PAGE ▸
________________

5. Technology In Action
It may be argued that my overall message is far too gloomy, that technology really will deliver the missing millions of barrels which the US so desperately needs each day. It is instructive to consider how emerging technology has influenced recovery from the US’s largest oilfield, the world-class Prudhoe Bay field in Alaska. In a huge field like this, owned by some of the largest oil companies in the world, and operated by two highly expert and astute companies, there will have been few barriers, either economic or technical, to the application of the best and newest technologies. How have these technologies served to influence the recovery efficiency of production operations over the twenty-five year producing history of the field?
Prudhoe Bay field was discovered and appraised in the late 1960s by BP and ARCO-Exxon. Its discovery was another of the industry’s dramatic situations in which the companies had drilled many dry holes in the area over the previous few years and then had success in what senior management had designated as being their final wells. A subsequent a major lease sale in 1969, raised almost $1 billion for the State of Alaska. ARCO-Exxon, with a series of high bids, acquired leases covering most of what proved to be the gas-bearing crest of an enormous structure. BP, with lower bids, acquired the much of the downflank of the structure containing most of the oil. The reservoir contained about 30 billion barrels of oil and more than 25 trillion scf of gas.
After the drilling of a number of delineation wells during 1969 and 1970 the owners of the field appointed BP and ARCO as field operators, with BP being responsible for the western part of the field and ARCO for the east. At this early stage in the development field the geologists reckoned that 15 billion barrels of oil should be recovered from this massive accumulation which had been located through their skills and tenacity. As is their habit, they handed over the problem of realizing this prize to the engineering community and continued their search for new oil elsewhere on the North Slope of Alaska and in the offshore areas of the Chukchi Sea - with few successes.
The problems associated with developing production facilities in this remote Arctic environment and of devising and installing an export facility for the produced oil were almost entirely new. The engineers were faced with previously unencountered situations related to the logistics of operating on fragile tundra almost 1,000 miles from the ‘developed’ area of Alaska around Anchorage. Equipment could not be moved to the oil field by land, sea lifts could only be accomplished during a short ice-free summer period.

________________

EXCERPTED RECORDS ▸

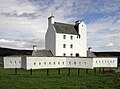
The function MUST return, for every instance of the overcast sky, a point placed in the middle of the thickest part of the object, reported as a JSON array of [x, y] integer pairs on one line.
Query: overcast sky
[[23, 23]]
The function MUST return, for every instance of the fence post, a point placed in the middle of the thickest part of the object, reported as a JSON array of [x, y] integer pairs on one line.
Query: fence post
[[86, 71], [59, 71], [31, 71], [15, 71], [47, 71], [68, 71], [78, 71]]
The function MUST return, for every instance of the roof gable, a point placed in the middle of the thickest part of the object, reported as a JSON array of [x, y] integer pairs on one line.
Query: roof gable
[[65, 28]]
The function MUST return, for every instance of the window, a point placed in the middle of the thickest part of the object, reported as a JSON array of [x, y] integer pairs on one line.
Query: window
[[10, 62], [71, 54], [64, 36], [44, 63], [39, 63], [71, 46], [49, 63], [71, 37], [15, 62], [64, 54], [78, 36], [64, 45]]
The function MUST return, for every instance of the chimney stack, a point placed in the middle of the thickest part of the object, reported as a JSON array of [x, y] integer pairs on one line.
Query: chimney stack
[[51, 20]]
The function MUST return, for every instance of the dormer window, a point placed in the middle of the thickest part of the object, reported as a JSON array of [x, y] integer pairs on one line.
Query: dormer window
[[64, 36]]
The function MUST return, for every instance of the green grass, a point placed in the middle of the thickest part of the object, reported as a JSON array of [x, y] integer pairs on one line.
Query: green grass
[[40, 80]]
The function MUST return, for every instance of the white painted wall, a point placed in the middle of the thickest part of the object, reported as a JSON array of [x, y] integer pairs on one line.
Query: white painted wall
[[45, 62], [12, 62], [58, 62], [79, 63], [50, 39], [79, 45], [105, 62]]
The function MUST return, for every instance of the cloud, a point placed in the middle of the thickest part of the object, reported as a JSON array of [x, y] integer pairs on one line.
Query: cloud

________________

REQUIREMENT 1 ▸ According to the Prudhoe Bay passage, how much did the 1969 lease sale raise for the State of Alaska?
REQUIREMENT 2 ▸ Render this sentence from the Prudhoe Bay passage in Spanish: "The reservoir contained about 30 billion barrels of oil and more than 25 trillion scf of gas."
REQUIREMENT 3 ▸ Extend the Prudhoe Bay passage, picking up after its last sentence.
The lines aren't needed here.

REPLY 1 ▸ Almost $1 billion.

REPLY 2 ▸ El yacimiento contenía unos 30 000 millones de barriles de petróleo y más de 25 billones de scf de gas.

REPLY 3 ▸
While designing and installing wellheads and processing plant on the so-called North Slope was a huge challenge the greatest problems which the engineers faced was the export system. A 48-inch steel pipeline, 600 river crossings, rising to elevations to 4700 feet above sea level and some 800 miles long was the solution. It was estimated to cost $900 million and would be the world’s largest civil engineering project. The field development project as a whole was economic, even with this costly export system, but only just. Disastrously, a long series of environmental and land ownership problems plagued the project and prevented the start of pipeline construction for several years although development of wells and facilities on the North Slope forged ahead. It was not until 1977 that the line was completed. By then the cost of battling the enormous difficulties which were encountered during the build, which occurred during a period of severe cost inflation, meant that the pipeline had cost over $9 billion. The overall development of the field would have been an economic disaster had it not been for a quadrupling in the price of crude oil following the Arab-Israeli conflicts in 1973.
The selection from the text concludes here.